EXTRACT =
Tuesday, February 15, 2022

Let the Post-American Mideast evolve naturally

If the intention of Martin Indyk was to paint and display in prose a true picture of the situation in the Middle East today, credit him for doing a good job.

 

Indyk wrote an article under the title: “The Price of Retrenchment,” and the subtitle: “What the Ukraine Crisis Reveals About the Post-American Middle East” in which he faithfully described what he saw without altering or decorating the reality of the landscape with deeply felt sentiments or with moral principles he might have pondered but chose to suppress.

 

What the Martin Indyk description reveals is that the American President Joe Biden is doing well with regard to the newly developed crisis involving Russia and Ukraine where America did not have as much history as it did in the Middle East. Biden has rallied nations from Asia and Europe, says Indyk, to the causes that America has always defended, such as every nation’s freedom (including Ukraine’s) to choose whom to ally itself with.

 

But while Joe Biden is succeeding at making new friends, says Martin Indyk, America seems to be losing its old friends and allies. This is shown in the fact that neither the old friends nor the allies, support America’s stance against Russia with regard to the situation in Ukraine.

DO THIS = From the commentary on the post-American Middle East, copy out word for word the passage starting with "Tuesday, February 15, 2022" and going on through "a good job.".

GIVEN MATERIAL =

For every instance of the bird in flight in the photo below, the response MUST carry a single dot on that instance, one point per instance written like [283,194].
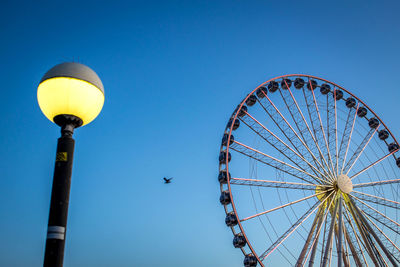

RESULT =
Tuesday, February 15, 2022

Let the Post-American Mideast evolve naturally

If the intention of Martin Indyk was to paint and display in prose a true picture of the situation in the Middle East today, credit him for doing a good job.